Opis zadania:
Przepisz wszystkie poniższe rekordy, zamieniając „Target” na „Cel” i nie zmieniając niczego poza tym. Obrazy pomiń w odpowiedzi.

Rekordy wskazywania obiektów na zdjęciach:

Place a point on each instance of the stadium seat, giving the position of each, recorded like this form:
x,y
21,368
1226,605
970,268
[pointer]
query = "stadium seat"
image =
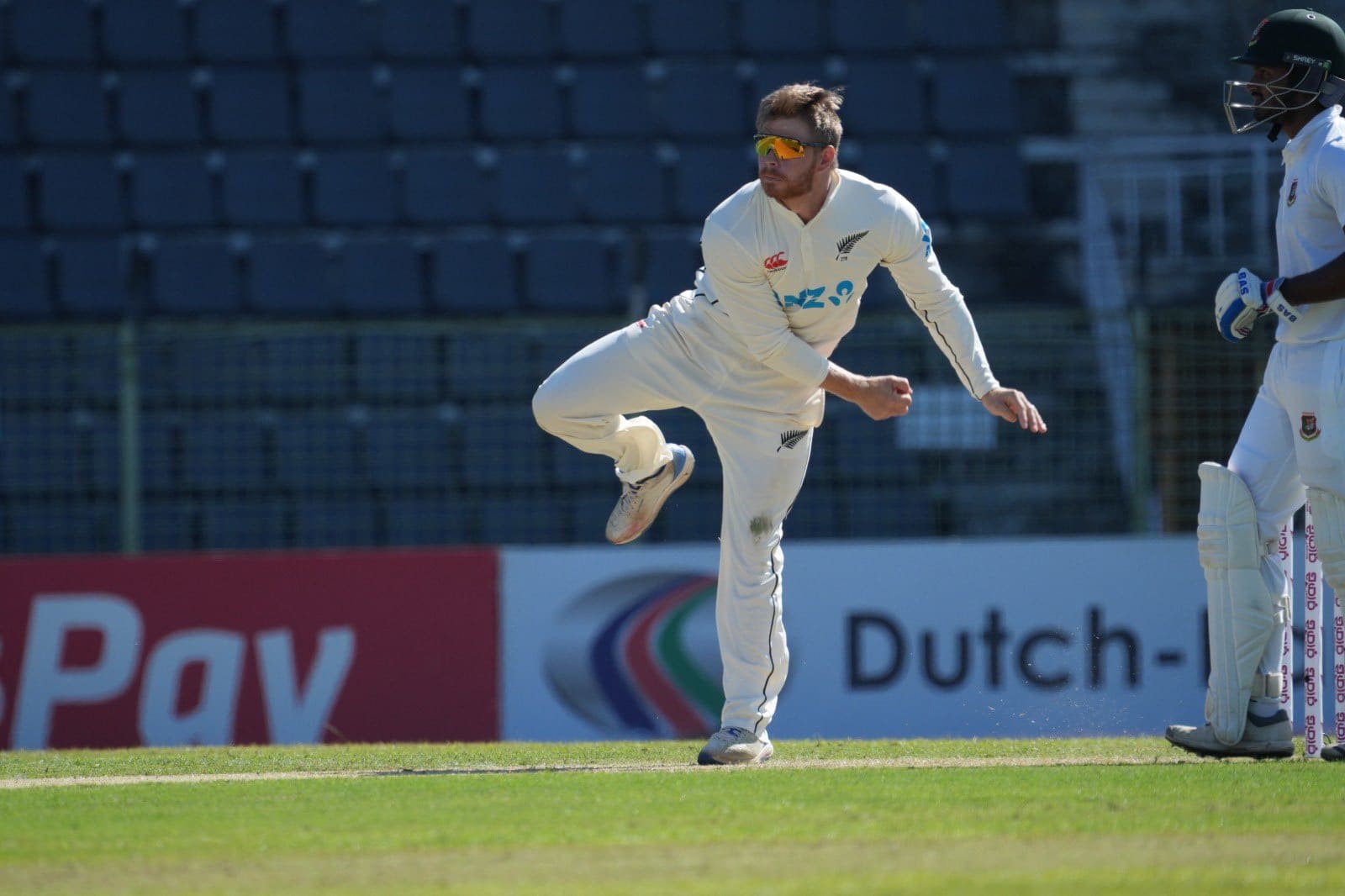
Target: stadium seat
x,y
172,190
715,92
450,521
261,524
988,181
237,30
410,450
331,30
81,192
13,194
472,276
381,276
67,109
420,30
249,105
509,29
307,370
262,187
145,31
504,448
51,31
778,29
963,24
974,98
865,27
340,105
600,29
708,175
315,451
195,277
692,29
394,367
24,289
623,185
612,100
93,277
524,519
446,186
907,168
354,187
159,108
535,186
883,98
670,264
430,104
491,367
168,525
291,277
521,103
335,524
225,451
573,275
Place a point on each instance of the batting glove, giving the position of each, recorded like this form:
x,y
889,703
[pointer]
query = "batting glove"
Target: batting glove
x,y
1243,298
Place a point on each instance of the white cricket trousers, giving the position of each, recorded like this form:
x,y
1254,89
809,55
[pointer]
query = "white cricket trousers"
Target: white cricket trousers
x,y
669,361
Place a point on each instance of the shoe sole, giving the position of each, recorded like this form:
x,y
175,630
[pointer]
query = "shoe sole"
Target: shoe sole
x,y
677,483
706,759
1270,750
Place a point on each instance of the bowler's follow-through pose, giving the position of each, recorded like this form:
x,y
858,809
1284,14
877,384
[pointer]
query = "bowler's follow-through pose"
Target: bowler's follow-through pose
x,y
786,262
1293,443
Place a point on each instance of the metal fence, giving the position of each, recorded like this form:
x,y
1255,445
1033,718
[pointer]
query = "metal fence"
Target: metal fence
x,y
193,436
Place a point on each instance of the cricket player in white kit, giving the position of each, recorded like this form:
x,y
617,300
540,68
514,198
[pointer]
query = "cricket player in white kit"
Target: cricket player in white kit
x,y
786,266
1293,443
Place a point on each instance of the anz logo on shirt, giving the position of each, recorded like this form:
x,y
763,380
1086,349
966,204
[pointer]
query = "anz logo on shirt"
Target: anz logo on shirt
x,y
818,298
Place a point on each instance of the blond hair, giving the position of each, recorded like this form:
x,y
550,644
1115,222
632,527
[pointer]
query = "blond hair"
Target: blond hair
x,y
810,104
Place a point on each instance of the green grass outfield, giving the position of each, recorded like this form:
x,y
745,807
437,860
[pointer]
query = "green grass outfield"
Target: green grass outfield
x,y
824,817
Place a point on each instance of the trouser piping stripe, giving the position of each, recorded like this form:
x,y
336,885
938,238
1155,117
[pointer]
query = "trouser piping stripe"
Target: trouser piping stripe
x,y
770,642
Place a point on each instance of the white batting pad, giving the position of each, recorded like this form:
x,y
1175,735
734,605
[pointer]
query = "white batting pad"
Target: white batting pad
x,y
1242,609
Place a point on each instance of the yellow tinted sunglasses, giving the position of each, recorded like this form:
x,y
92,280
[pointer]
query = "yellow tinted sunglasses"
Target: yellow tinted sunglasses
x,y
783,147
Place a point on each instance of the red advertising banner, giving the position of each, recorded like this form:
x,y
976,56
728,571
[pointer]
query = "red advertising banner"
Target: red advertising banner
x,y
245,649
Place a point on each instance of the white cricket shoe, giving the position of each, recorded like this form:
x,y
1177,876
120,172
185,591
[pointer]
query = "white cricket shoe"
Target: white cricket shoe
x,y
1269,737
735,747
642,501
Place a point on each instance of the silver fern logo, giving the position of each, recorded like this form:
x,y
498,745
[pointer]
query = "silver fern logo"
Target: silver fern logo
x,y
847,244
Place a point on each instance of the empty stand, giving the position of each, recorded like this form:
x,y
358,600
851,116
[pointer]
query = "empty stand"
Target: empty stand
x,y
510,29
381,276
237,30
81,192
420,30
535,186
262,187
145,31
340,104
472,276
195,277
331,29
291,277
93,277
67,108
446,186
251,105
159,108
521,103
172,190
430,104
354,187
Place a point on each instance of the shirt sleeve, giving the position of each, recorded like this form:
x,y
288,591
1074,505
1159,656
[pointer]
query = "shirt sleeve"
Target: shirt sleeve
x,y
753,311
939,304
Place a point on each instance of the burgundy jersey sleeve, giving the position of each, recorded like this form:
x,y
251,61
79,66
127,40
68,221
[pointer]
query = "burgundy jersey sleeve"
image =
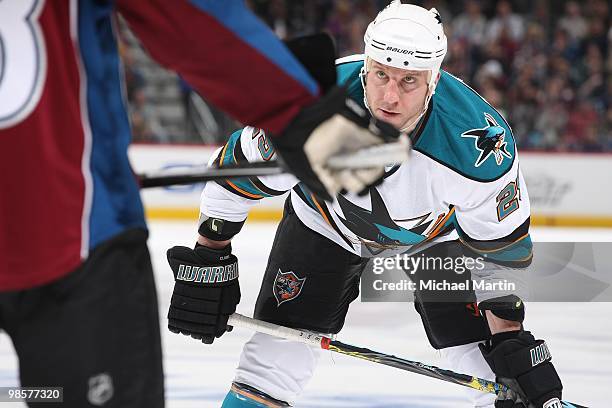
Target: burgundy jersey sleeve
x,y
227,55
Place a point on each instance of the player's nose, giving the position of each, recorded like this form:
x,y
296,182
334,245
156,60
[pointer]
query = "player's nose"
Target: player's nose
x,y
391,94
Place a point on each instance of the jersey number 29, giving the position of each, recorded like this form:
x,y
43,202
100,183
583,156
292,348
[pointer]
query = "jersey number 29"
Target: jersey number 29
x,y
22,59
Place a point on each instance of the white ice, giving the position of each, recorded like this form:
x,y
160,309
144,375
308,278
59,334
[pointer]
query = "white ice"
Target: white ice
x,y
199,375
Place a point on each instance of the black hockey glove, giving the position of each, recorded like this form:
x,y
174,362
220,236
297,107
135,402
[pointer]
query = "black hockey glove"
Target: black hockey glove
x,y
522,363
332,125
206,291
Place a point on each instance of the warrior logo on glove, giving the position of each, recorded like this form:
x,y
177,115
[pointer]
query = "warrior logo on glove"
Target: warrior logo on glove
x,y
207,274
287,286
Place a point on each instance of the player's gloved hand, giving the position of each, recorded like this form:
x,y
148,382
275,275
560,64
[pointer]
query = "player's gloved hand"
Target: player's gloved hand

Wynik zadania:
Place a point on each instance of the stadium seat, giving the position of each, recorded like this form:
x,y
21,368
1226,605
970,268
[pointer]
query = "stadium seat"
image =
Cel: stadium seat
x,y
172,190
715,92
450,521
261,524
988,181
237,30
410,450
331,30
81,192
13,194
472,276
381,276
67,109
420,30
249,105
509,29
307,370
262,187
145,31
504,448
51,31
778,29
963,24
974,98
865,27
340,105
600,29
708,175
315,451
195,277
692,29
394,367
24,289
623,185
612,100
93,277
524,519
446,186
907,168
354,187
159,108
535,186
883,98
670,264
430,104
491,367
168,525
291,277
521,103
335,524
225,451
573,275
Place a point on each instance of the batting glove, giving the position of each, recorded like this form:
x,y
889,703
[pointer]
query = "batting glove"
Cel: batting glove
x,y
1243,298
Place a point on each instance of the white cricket trousers, giving the position of each, recorded like this form:
x,y
1254,89
809,55
[pointer]
query = "white cricket trousers"
Cel: white cricket trousers
x,y
669,361
Place a point on each instance of the shoe sole, giving the position of each, recorded like this form:
x,y
175,630
[pointer]
query = "shoe sole"
Cel: shoe sole
x,y
677,483
706,759
1270,750
Place a point on each instance of the bowler's follow-through pose, giving the position of each, recorded like this form:
x,y
858,809
1284,14
877,384
[pointer]
query = "bowler's follow-through pose"
Cel: bowler's follow-through pose
x,y
786,262
1293,443
Place a point on each instance of the metal fence, giving the position of each, recorded like this form:
x,y
1255,445
1033,718
[pointer]
query = "metal fence"
Cel: metal fence
x,y
193,436
Place a point on each instance of the cricket player in white kit, giving the position of each, recorded like this form:
x,y
617,300
540,68
514,198
[pointer]
query = "cricket player in white kit"
Cel: cricket player in white kit
x,y
786,266
1293,443
Place a point on each instance of the anz logo on shirt, giving the position of each, recorded like this form:
x,y
763,380
1086,349
966,204
[pointer]
query = "anz logo on shirt"
Cel: anz logo on shirt
x,y
818,298
Place a point on each instance of the blond hair, giving the position of each, recorded like this form:
x,y
550,644
1115,222
632,527
[pointer]
query = "blond hair"
Cel: blond hair
x,y
810,104
Place a point on each instance of the green grass outfield, giving the position of each, recorded like this form:
x,y
745,807
437,860
[pointer]
query = "green grass outfield"
Cel: green grass outfield
x,y
824,817
Place a point on each instance of the trouser piping stripe, giving the position of each, recorded like this form:
x,y
336,885
938,238
1155,117
[pointer]
query = "trouser piping stripe"
Cel: trouser piping stripe
x,y
770,642
Place a point on each instance of the white batting pad, giving the position of each, recorded like this form:
x,y
1175,735
734,605
[pointer]
query = "white batting pad"
Cel: white batting pad
x,y
1242,609
Place a point on each instance of the yellow tinted sunglasses, giving the position of each, recorded like this form:
x,y
92,280
[pointer]
query = "yellow tinted sunglasses"
Cel: yellow tinted sunglasses
x,y
783,147
Place a point on each instance of the red advertising banner, giving the position of each, recorded like this form:
x,y
976,56
728,571
[pointer]
query = "red advertising banner"
Cel: red advertising banner
x,y
245,649
Place a point on each instance of the white cricket shoe, giving the position of each, recorded like this form:
x,y
1177,876
120,172
185,591
[pointer]
query = "white cricket shoe"
Cel: white cricket shoe
x,y
1269,737
735,747
642,501
Place a point on each instance of the silver fern logo, giving the position of each, recorded like this form:
x,y
498,745
[pointer]
query = "silver fern logo"
Cel: silver fern logo
x,y
847,244
Place a point on each instance of the empty stand, giving the position of each, recorded like this form:
x,y
358,600
851,116
[pointer]
query = "empty stand"
Cel: empty stand
x,y
510,29
381,276
237,30
81,192
420,30
535,186
262,187
145,31
340,104
472,276
195,277
331,29
291,277
93,277
67,108
446,186
251,105
159,108
521,103
172,190
430,104
354,187
Place a point on each instance of the shirt sleeve, giving the position of each, recorded like this form:
x,y
288,591
1074,505
1159,656
[pointer]
query = "shirt sleeve"
Cel: shirt sleeve
x,y
753,311
939,304
Place a point on each instance of the burgundy jersey sleeve, giving the position of each, recorded like this form:
x,y
251,61
79,66
127,40
68,221
[pointer]
query = "burgundy jersey sleeve"
image =
Cel: burgundy jersey sleeve
x,y
227,55
Place a point on each instance of the player's nose, giving the position of each, recorded like this form:
x,y
296,182
334,245
156,60
[pointer]
query = "player's nose"
Cel: player's nose
x,y
391,94
Place a point on each instance of the jersey number 29, giving the position of each, recorded like this form:
x,y
43,202
100,183
583,156
292,348
[pointer]
query = "jersey number 29"
Cel: jersey number 29
x,y
22,59
Place a point on each instance of the white ice, giving the position of each, recorded like this form:
x,y
160,309
144,375
308,278
59,334
[pointer]
query = "white ice"
Cel: white ice
x,y
199,375
Place a point on each instance of the black hockey glove, giving the position of each, recorded like this form:
x,y
174,362
220,236
297,107
135,402
[pointer]
query = "black hockey glove"
Cel: black hockey glove
x,y
522,363
332,125
206,291
Place a point on each instance of the warrior logo on glove, giving the position of each, recorded like this form:
x,y
177,115
[pointer]
query = "warrior logo on glove"
Cel: warrior logo on glove
x,y
207,274
287,286
Place a point on each instance of the player's gloved hand, giving the position of each, recorded like this form:
x,y
148,382
275,275
560,64
[pointer]
query = "player's gloved hand"
Cel: player's gloved hand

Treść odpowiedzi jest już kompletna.